> [Task statement] Copy the entries that appear below in full, leaving out any picture among them.

[Point-per-instance localization data]
BEGIN

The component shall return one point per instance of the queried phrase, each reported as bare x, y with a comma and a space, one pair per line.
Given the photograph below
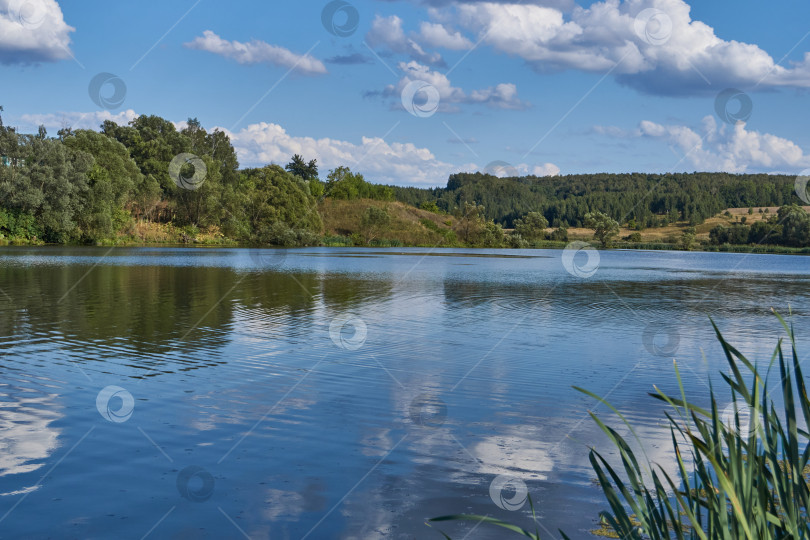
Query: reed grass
731, 482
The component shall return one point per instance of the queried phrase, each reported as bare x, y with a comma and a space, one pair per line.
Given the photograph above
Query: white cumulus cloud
672, 55
380, 161
387, 32
500, 96
257, 52
723, 147
76, 120
33, 31
436, 35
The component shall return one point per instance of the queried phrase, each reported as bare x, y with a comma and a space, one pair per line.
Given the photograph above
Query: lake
349, 393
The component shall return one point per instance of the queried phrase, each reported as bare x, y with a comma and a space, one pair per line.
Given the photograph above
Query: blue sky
550, 87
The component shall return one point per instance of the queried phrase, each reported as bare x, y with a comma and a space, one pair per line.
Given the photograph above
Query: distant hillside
650, 200
408, 225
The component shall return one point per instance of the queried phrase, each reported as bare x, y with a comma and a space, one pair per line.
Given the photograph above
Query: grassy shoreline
207, 240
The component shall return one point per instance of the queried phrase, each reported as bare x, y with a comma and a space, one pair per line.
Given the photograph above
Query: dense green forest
85, 186
644, 200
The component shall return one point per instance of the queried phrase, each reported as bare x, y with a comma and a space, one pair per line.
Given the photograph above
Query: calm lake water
348, 393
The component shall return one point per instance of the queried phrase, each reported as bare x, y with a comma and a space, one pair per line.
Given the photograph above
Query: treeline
85, 186
640, 200
790, 227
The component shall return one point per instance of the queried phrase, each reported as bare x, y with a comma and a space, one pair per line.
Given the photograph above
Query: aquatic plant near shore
747, 469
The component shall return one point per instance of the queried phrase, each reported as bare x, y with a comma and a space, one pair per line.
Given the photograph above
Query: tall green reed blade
735, 485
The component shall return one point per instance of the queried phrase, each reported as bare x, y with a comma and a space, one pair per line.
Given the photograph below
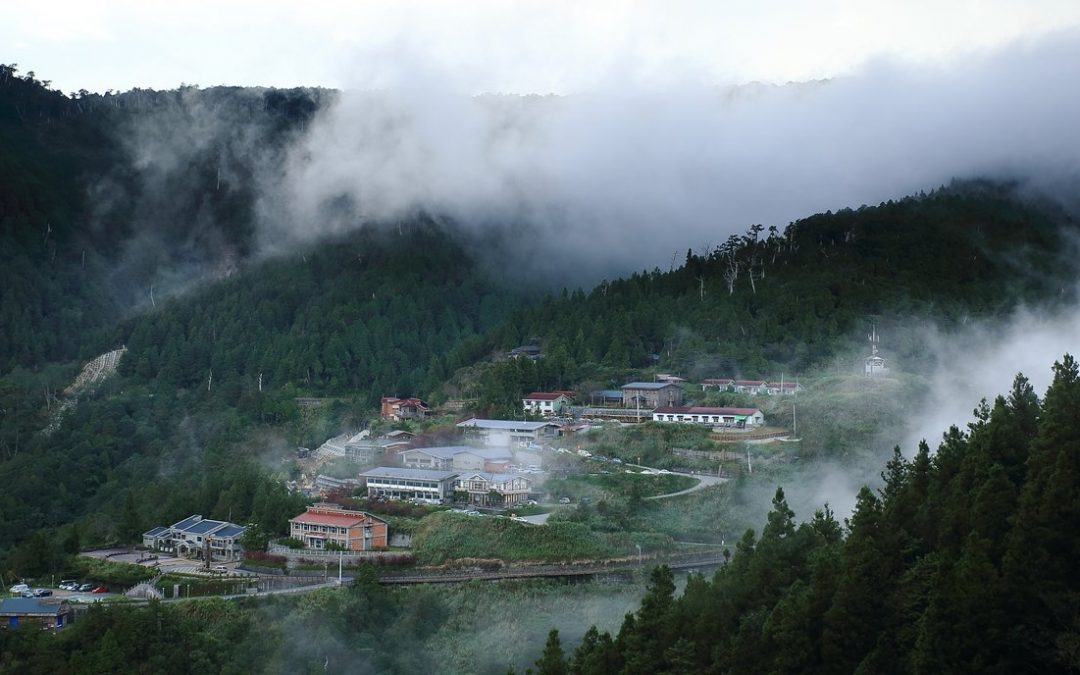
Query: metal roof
186, 523
648, 385
205, 527
396, 472
504, 424
25, 606
230, 529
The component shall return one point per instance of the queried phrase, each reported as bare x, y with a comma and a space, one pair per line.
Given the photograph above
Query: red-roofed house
397, 409
323, 524
783, 388
716, 417
547, 402
751, 387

END

> [Task response]
The component shall return one point per instance of the queried phrase, each reported as bare x, y with a comma and a space, one pair per line.
Given the photograph below
Query: reed grass
731, 482
The component shall return one point per instance of the queried phrase, each reported as bare x, y with a comma and a space, one pair per line.
Given the photograph above
Query: white cumulus cloud
672, 55
380, 161
387, 32
500, 96
257, 52
723, 147
76, 120
33, 31
436, 35
The component shall return one point per instance of the queried phrase, each reported as bare x, y with a comma and a space, one pair per line.
Given the photograph above
Query: lake
349, 393
The component shall return one point per instance of the queried phrase, each reported as bare x, y with a comma and a space, one pair per line.
Given the photograph above
Query: blue sky
550, 87
The component shall return one point per instance of the queried phrase, each reported as bare x, y with a comma and a space, one pair per line.
Given the photograph above
Query: distant hillside
650, 200
408, 225
The component shall return one point per instance of the queried phrase, each reported as bare x, y with a comma and a space, one pair per line.
Given the photograph above
Query: grassy shoreline
207, 240
The component shall return one point per instance of the queried phrase, each reported as bare x, y with a comma and a space, one pair per line.
Given the photograph above
Query: dense green forest
85, 186
644, 200
The component shall return one point per instance of the queried phrase, each reported as bare x, y with a comma and a space, one pair per line.
Given the photograph above
Query: calm lake water
348, 393
The component shall return one point per instance of the queried phrase, each reported as bare x, y with a comma and a space, one pair per line.
Given the photograph above
Query: treeline
85, 186
640, 200
790, 227
The component shall return one point per instance of the queried phrase, each reported as bare x, y with a comma and a space, one pair per line.
Given the photograph above
Query: aquatic plant near shore
747, 469
The component shall return one point per instance of the queried phrase, each reported as bare x, y with a comma and a space, one pair per line.
Given the photograph above
Query: tall green reed blade
735, 485
The component shall return one point per instance of the queried phrase, each reported as bare x, y with a comma and a space, one pair per line.
Given the photograph below
Query: metal roof
186, 523
648, 385
205, 527
396, 472
504, 424
25, 606
230, 529
The component shall return one point per instance of the queried phrase, each reported as bare x, y with a comma and a space, one pair per line.
Given the photograph above
Query: red-roofed house
397, 409
323, 524
783, 388
716, 417
547, 402
751, 387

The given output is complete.